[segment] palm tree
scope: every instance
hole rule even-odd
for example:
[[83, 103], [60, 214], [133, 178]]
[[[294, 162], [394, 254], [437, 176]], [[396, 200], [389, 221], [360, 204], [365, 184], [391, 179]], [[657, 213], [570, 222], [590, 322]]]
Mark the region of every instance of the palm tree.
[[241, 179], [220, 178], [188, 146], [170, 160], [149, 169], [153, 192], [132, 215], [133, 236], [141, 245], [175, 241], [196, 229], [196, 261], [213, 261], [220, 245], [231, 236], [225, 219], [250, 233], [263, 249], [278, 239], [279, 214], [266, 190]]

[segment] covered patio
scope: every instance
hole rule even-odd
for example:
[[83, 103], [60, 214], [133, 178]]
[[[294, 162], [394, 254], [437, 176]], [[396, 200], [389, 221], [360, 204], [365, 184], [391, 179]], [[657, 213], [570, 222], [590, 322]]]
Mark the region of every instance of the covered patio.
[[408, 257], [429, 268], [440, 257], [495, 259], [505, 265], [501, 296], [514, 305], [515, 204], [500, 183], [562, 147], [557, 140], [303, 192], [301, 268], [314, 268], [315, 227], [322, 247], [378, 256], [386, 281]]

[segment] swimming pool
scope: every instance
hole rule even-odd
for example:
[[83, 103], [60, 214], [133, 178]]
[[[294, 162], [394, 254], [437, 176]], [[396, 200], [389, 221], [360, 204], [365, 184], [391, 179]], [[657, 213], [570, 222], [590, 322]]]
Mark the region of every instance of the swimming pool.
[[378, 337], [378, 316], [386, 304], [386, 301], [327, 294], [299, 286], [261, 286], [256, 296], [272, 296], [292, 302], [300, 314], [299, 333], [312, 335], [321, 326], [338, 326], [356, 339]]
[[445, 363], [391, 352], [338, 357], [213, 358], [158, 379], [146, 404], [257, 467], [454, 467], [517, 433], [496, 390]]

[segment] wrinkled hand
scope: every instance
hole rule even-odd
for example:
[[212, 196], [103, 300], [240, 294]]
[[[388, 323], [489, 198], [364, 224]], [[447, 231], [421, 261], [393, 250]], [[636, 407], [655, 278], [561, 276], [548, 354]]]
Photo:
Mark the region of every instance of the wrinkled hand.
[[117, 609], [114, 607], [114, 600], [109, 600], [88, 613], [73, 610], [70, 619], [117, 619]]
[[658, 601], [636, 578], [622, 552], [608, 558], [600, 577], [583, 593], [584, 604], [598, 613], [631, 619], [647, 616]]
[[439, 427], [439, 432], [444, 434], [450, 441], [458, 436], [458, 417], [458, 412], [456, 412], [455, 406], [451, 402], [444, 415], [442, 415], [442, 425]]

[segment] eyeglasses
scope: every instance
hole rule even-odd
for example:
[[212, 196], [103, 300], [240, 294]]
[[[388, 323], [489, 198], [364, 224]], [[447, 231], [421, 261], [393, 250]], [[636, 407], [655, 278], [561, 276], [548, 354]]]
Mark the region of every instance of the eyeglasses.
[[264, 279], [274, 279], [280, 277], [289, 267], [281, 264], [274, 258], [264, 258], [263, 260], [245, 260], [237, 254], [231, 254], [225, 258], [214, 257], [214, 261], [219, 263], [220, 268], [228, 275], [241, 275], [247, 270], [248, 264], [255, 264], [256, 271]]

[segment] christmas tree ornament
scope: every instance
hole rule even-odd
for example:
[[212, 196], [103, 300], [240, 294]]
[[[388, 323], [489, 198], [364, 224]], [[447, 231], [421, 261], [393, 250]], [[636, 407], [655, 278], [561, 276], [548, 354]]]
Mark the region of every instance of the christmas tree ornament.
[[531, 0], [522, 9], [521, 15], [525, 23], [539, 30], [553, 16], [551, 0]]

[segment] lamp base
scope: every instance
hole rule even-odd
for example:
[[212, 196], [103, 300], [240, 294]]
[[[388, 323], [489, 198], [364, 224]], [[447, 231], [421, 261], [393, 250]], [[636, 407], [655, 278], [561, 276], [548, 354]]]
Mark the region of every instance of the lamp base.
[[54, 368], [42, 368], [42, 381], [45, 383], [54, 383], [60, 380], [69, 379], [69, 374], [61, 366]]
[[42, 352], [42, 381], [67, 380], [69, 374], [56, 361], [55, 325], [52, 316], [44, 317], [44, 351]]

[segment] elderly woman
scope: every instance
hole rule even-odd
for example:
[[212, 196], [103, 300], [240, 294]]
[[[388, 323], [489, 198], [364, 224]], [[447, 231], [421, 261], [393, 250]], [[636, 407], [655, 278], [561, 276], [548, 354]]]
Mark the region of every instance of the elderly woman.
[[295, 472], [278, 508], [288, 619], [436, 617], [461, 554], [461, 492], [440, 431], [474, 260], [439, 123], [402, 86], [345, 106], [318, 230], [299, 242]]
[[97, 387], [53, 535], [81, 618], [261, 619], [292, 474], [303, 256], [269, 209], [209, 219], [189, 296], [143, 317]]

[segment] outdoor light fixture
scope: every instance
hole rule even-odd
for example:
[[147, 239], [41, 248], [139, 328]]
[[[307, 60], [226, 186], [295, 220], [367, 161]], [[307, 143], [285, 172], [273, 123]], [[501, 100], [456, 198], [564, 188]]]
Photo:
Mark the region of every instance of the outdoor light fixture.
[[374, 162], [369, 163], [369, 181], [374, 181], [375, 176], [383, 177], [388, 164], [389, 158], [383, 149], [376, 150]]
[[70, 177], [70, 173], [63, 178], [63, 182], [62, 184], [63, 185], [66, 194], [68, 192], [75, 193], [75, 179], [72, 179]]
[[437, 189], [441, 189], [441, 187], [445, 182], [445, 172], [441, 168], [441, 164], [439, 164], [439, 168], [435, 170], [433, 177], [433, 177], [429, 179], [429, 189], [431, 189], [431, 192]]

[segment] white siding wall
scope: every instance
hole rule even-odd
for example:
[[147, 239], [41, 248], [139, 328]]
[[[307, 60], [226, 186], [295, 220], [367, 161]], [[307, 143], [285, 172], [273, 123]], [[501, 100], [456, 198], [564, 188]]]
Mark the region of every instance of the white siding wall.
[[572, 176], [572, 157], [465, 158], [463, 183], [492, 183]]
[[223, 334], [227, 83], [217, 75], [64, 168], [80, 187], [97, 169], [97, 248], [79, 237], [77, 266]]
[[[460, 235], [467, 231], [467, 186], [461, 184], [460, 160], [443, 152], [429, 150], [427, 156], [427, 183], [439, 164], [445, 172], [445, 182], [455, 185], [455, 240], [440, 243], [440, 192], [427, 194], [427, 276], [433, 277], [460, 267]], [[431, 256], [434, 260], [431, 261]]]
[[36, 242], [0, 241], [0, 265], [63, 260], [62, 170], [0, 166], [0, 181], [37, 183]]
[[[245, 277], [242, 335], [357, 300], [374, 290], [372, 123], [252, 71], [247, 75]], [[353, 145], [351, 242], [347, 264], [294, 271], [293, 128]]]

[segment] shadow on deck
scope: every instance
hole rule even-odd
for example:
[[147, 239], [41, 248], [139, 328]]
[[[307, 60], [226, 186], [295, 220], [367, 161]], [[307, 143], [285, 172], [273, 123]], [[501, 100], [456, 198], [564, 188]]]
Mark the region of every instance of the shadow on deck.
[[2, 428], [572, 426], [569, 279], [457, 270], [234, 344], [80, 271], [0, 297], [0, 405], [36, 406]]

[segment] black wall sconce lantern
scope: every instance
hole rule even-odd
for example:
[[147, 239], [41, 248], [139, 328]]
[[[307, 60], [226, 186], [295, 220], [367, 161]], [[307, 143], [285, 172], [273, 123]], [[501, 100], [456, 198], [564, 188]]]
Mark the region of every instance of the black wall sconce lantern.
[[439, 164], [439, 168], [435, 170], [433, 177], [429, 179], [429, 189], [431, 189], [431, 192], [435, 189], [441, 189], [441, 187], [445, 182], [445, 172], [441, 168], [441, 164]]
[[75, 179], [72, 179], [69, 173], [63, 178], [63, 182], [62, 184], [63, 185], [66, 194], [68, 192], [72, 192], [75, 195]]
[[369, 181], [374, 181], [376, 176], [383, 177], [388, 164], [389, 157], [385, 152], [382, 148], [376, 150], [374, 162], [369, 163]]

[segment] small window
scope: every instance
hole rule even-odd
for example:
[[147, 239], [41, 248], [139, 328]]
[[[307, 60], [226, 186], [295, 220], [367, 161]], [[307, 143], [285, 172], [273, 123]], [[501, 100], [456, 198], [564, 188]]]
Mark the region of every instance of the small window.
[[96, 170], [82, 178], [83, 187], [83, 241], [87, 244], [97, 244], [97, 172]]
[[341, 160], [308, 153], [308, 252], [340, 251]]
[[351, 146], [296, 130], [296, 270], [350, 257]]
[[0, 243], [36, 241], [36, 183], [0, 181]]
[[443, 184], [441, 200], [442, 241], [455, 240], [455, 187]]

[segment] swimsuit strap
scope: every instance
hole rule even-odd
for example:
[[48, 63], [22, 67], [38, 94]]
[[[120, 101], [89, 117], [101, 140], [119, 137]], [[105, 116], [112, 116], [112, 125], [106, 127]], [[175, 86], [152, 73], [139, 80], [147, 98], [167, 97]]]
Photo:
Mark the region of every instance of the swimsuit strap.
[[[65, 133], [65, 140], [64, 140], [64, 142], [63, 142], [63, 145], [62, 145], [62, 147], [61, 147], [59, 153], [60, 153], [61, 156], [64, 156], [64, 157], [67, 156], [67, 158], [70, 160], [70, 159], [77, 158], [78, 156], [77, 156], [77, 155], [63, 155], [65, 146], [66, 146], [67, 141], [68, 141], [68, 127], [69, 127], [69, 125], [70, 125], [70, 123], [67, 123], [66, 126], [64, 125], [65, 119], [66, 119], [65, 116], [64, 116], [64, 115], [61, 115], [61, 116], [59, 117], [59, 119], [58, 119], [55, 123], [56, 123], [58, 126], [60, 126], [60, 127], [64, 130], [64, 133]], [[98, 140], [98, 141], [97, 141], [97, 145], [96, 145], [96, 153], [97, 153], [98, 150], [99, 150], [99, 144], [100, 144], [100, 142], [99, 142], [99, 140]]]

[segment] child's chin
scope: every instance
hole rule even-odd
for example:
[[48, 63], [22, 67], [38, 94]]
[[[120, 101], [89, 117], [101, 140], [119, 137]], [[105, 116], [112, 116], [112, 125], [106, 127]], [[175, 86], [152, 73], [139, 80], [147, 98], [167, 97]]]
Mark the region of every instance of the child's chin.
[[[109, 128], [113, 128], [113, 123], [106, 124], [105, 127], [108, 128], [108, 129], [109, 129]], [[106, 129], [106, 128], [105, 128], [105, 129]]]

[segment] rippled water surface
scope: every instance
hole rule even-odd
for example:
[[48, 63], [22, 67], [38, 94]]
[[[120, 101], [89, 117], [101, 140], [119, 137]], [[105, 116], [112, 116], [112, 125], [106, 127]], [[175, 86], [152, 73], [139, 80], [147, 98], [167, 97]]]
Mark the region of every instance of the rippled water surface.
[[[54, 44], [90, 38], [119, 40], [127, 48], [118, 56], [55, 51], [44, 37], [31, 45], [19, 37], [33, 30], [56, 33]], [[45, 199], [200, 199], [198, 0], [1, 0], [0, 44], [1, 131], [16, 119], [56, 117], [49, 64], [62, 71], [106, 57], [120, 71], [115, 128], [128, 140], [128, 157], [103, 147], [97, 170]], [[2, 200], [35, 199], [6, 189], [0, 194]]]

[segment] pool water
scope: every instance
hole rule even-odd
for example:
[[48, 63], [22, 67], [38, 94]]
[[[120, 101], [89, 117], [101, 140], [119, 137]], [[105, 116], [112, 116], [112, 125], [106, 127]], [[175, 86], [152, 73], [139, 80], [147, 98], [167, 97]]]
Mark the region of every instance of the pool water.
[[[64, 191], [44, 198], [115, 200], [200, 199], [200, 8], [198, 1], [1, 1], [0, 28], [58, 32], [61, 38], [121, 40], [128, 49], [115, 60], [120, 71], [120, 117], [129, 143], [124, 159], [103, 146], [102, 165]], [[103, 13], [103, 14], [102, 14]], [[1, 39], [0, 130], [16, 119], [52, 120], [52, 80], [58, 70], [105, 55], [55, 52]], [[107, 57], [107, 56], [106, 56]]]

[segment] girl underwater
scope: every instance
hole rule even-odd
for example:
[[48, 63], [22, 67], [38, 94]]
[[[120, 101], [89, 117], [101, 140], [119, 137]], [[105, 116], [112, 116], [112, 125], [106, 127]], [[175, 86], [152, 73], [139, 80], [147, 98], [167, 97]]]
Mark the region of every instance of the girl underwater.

***

Can you copy, with no changes, the lines in the records above, starting at the line with "[segment] lamp base" and running through the line with "374], [61, 366]]"?

[segment] lamp base
scope: every instance
hole rule even-odd
for example:
[[212, 196], [103, 300], [240, 294]]
[[[388, 323], [489, 198], [364, 224]], [[447, 231], [421, 261], [393, 250]], [[636, 407], [655, 278], [561, 276], [548, 354]]]
Mark the region of every instance of the lamp base.
[[54, 368], [42, 368], [42, 381], [45, 383], [54, 383], [60, 380], [69, 379], [69, 374], [61, 366]]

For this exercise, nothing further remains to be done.